Work task
Answer these questions using the passage about Wellesley.
(a) In what year did Wellesley first offer neuroscience as a major?
(b) What did Sarah Finkelstein plan to study when she enrolled?
(c) Who is the assistant professor of chemistry who began preparing and modifying the anti-cancer compound in her lab?

Excerpted passage

━━━━━━━━━━━━━━━━

“The worst misconception is that we’re all pampered princesses, or [that we’re] prissy,” said Maria Prebble, a senior from Marshfield, Wisconsin majoring in International Relations and History. Wellesley, one of the world’s leading liberal arts colleges, is neither a finishing school, nor a haven for the prissy. The school is known for intellectual rigor and for cultivating an inclusive pragmatic approach to leadership. In fact, many are surprised to hear that STEM fields make up fully half of the top ten most popular majors at Wellesley.
“For many of my peers from high school, co-ed environments have reinforced the idea of the ‘proper’ majors and roles for women and men,” said Linnea Johnson, a senior majoring in Art History and Psychology from Kansas City, Missouri. According to Johnson, some of her friends’ schools reinforce the notion that arts, humanities, and support positions are for women, while science and leadership positions are for men. “At Wellesley, I feel liberated from the expectations for my gender.”
With 52 majors and more than 1,000 course offerings, Wellesley’s liberal arts curriculum encourages students to explore classes and fields of study. One of the most popular elective classes at Wellesley is Neuroscience 100, an introductory class that is open to all students (no prerequisite coursework required); approximately 20 percent of the general student body takes Neuroscience 100 as an elective.
Neuroscience, which was first offered as a major at Wellesley in 1999 (replacing an existing program in psychobiology), has grown dramatically in the last decade and now holds a spot in the top ten most popular majors at the College.
Professor Barbara Beltz, who serves as Program Director for Wellesley’s Neuroscience program, says that a lot of students take the introductory class because they want to figure out if they can understand what is wrong with their grandmother or someone else they know. Then, “those who have even a scrap of science in them get hooked,” Beltz said, “even if they didn’t know they were a scientist before coming here.”
Sophomore Sarah Finkelstein, a neuroscience student from East Brunswick, New Jersey, enrolled planning to study anthropology. She took the introductory neuroscience course on the advice of an upperclasswoman and she says she “never turned back.” Beltz estimates that 15 to 20 percent of the students who end up majoring in neuroscience originally planned to study something else.
“My first semester I decided to take a Biology course to fulfill my laboratory requirement and I loved it,” Finkelstein said. “We were studying the different organ systems of the body, and I was intrigued and wanted to know more”
Finkelstein, who is now working on a project investigating the effect of estradiol on the expression of progestin receptors, said she feels fortunate to have ended up at a school that puts such an emphasis on undergraduate research. “I don’t know if I want to go to Graduate or Medical School yet, but I do know that I wherever I end up, I want to pursue a career in medical research.”
In another lab on campus, Sophomores Maria Jun and Alyssa Bacay, and senior Julia Solomon are following up on a promising lead in the fight against pancreatic cancer. In 2006, a naturally occurring compound was found to exhibit anti-cancer activity, specifically against pancreatic cancer. Working with students, Dora Carrico-Moniz, assistant professor of chemistry at Wellesley, began to prepare and modify the compound artificially in her lab.

━━━━━━━━━━━━━━━━

Information shown

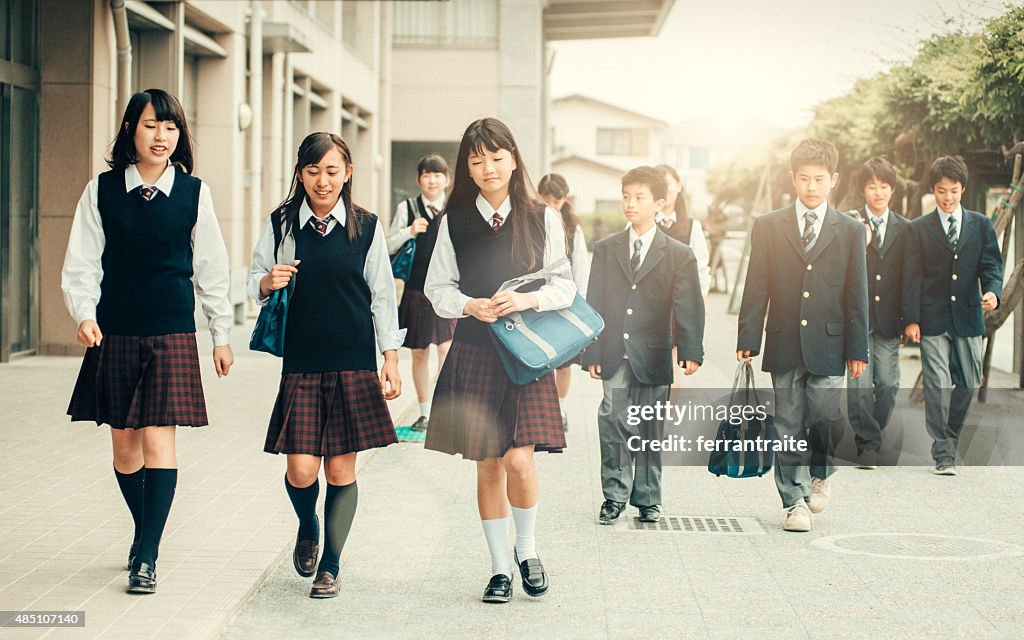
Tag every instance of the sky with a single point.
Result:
(767, 59)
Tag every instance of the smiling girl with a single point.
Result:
(331, 402)
(145, 238)
(495, 228)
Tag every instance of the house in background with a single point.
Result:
(594, 143)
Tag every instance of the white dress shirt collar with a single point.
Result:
(134, 180)
(488, 212)
(338, 213)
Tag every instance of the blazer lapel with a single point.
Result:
(935, 224)
(653, 256)
(826, 236)
(790, 224)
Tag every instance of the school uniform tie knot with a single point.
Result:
(147, 193)
(809, 218)
(635, 261)
(322, 223)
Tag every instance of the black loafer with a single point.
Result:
(499, 590)
(535, 579)
(610, 511)
(142, 579)
(650, 514)
(305, 554)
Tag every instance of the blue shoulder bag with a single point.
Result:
(268, 335)
(531, 344)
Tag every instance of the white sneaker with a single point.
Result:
(820, 495)
(798, 518)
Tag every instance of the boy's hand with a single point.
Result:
(418, 226)
(89, 334)
(481, 309)
(223, 357)
(989, 301)
(856, 367)
(911, 333)
(509, 301)
(276, 279)
(390, 380)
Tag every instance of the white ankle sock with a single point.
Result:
(525, 523)
(497, 532)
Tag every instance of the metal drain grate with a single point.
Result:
(697, 524)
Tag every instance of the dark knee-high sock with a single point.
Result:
(159, 494)
(304, 502)
(131, 488)
(339, 511)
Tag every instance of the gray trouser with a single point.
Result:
(871, 396)
(950, 367)
(807, 407)
(629, 476)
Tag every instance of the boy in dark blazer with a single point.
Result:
(870, 397)
(808, 271)
(643, 284)
(953, 272)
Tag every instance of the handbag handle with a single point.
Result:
(545, 273)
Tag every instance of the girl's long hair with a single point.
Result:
(554, 185)
(312, 148)
(168, 109)
(681, 212)
(492, 134)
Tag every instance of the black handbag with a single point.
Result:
(268, 335)
(749, 461)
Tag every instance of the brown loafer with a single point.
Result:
(326, 586)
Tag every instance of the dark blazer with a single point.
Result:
(816, 302)
(639, 311)
(941, 284)
(885, 278)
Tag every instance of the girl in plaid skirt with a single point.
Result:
(331, 401)
(143, 242)
(495, 228)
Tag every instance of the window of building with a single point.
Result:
(456, 23)
(622, 142)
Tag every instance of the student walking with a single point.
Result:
(143, 242)
(418, 219)
(554, 190)
(331, 401)
(495, 229)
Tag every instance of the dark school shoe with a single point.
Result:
(499, 590)
(142, 579)
(535, 579)
(326, 586)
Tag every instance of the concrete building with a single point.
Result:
(594, 143)
(255, 77)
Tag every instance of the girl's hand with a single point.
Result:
(279, 278)
(481, 308)
(89, 334)
(390, 381)
(509, 301)
(223, 357)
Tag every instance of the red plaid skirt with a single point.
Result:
(424, 328)
(478, 413)
(130, 382)
(329, 414)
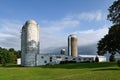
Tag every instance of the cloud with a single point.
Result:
(90, 36)
(74, 20)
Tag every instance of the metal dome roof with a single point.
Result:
(31, 21)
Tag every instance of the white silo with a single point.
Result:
(63, 52)
(29, 43)
(72, 45)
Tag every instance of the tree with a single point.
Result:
(114, 12)
(96, 59)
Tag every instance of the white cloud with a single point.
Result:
(90, 16)
(90, 36)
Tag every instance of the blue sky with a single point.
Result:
(57, 19)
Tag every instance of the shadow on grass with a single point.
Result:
(70, 66)
(10, 66)
(107, 69)
(80, 65)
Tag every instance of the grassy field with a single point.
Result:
(79, 71)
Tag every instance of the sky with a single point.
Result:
(57, 19)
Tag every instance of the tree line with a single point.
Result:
(110, 43)
(9, 55)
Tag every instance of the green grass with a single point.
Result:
(79, 71)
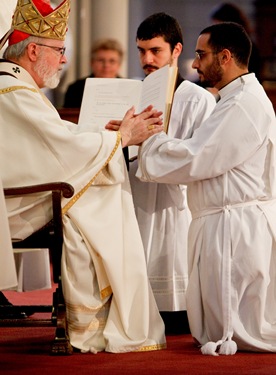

━━━━━━━━━━━━━━━━

Response
(a) 1999
(b) Anthropology
(c) Dora Carrico-Moniz